ROWS =
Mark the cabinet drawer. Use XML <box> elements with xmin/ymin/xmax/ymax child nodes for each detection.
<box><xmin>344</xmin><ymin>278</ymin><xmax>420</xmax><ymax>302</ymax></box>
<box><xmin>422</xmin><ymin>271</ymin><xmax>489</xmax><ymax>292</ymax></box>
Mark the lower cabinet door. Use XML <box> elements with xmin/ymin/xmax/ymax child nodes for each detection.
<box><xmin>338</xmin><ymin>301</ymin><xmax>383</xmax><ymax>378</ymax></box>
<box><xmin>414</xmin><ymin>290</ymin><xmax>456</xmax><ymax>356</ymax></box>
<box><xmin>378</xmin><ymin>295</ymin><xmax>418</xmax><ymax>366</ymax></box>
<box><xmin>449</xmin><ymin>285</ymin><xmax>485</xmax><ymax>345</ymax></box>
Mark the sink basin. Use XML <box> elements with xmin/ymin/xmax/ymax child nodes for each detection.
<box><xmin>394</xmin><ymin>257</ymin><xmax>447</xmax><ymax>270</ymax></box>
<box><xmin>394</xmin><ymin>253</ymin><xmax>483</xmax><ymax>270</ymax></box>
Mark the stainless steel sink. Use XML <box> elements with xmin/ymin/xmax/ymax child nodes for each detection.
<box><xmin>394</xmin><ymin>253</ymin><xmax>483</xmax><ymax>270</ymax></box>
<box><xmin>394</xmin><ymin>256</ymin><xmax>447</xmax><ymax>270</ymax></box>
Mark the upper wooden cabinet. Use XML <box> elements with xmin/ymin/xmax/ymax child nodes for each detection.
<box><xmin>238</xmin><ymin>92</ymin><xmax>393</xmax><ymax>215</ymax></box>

EXERCISE AIM = Convert all of the material above into a JSON array of strings, one string per line, with blank lines omitted.

OUTPUT =
[
  "Mark the cabinet drawer. Use XML <box> elements with xmin/ymin/xmax/ymax child nodes for each detection.",
  "<box><xmin>344</xmin><ymin>278</ymin><xmax>420</xmax><ymax>302</ymax></box>",
  "<box><xmin>422</xmin><ymin>271</ymin><xmax>489</xmax><ymax>292</ymax></box>",
  "Mark the lower cabinet door. Use XML <box> elements with xmin/ymin/xmax/ymax child nodes for each detection.",
  "<box><xmin>338</xmin><ymin>301</ymin><xmax>383</xmax><ymax>378</ymax></box>",
  "<box><xmin>414</xmin><ymin>290</ymin><xmax>456</xmax><ymax>356</ymax></box>",
  "<box><xmin>378</xmin><ymin>295</ymin><xmax>418</xmax><ymax>366</ymax></box>",
  "<box><xmin>449</xmin><ymin>285</ymin><xmax>485</xmax><ymax>345</ymax></box>",
  "Mark the sink basin. Use XML <box> elements with xmin/ymin/xmax/ymax child nodes for each detection.",
  "<box><xmin>394</xmin><ymin>257</ymin><xmax>447</xmax><ymax>270</ymax></box>",
  "<box><xmin>394</xmin><ymin>253</ymin><xmax>483</xmax><ymax>270</ymax></box>",
  "Mark the stainless steel sink. Use XML <box> elements with xmin/ymin/xmax/ymax child nodes for each detection.",
  "<box><xmin>394</xmin><ymin>253</ymin><xmax>483</xmax><ymax>270</ymax></box>",
  "<box><xmin>394</xmin><ymin>256</ymin><xmax>447</xmax><ymax>270</ymax></box>",
  "Mark the upper wooden cabinet. Use XML <box> elements with xmin/ymin/xmax/ymax child nodes for each detection.",
  "<box><xmin>238</xmin><ymin>92</ymin><xmax>393</xmax><ymax>215</ymax></box>"
]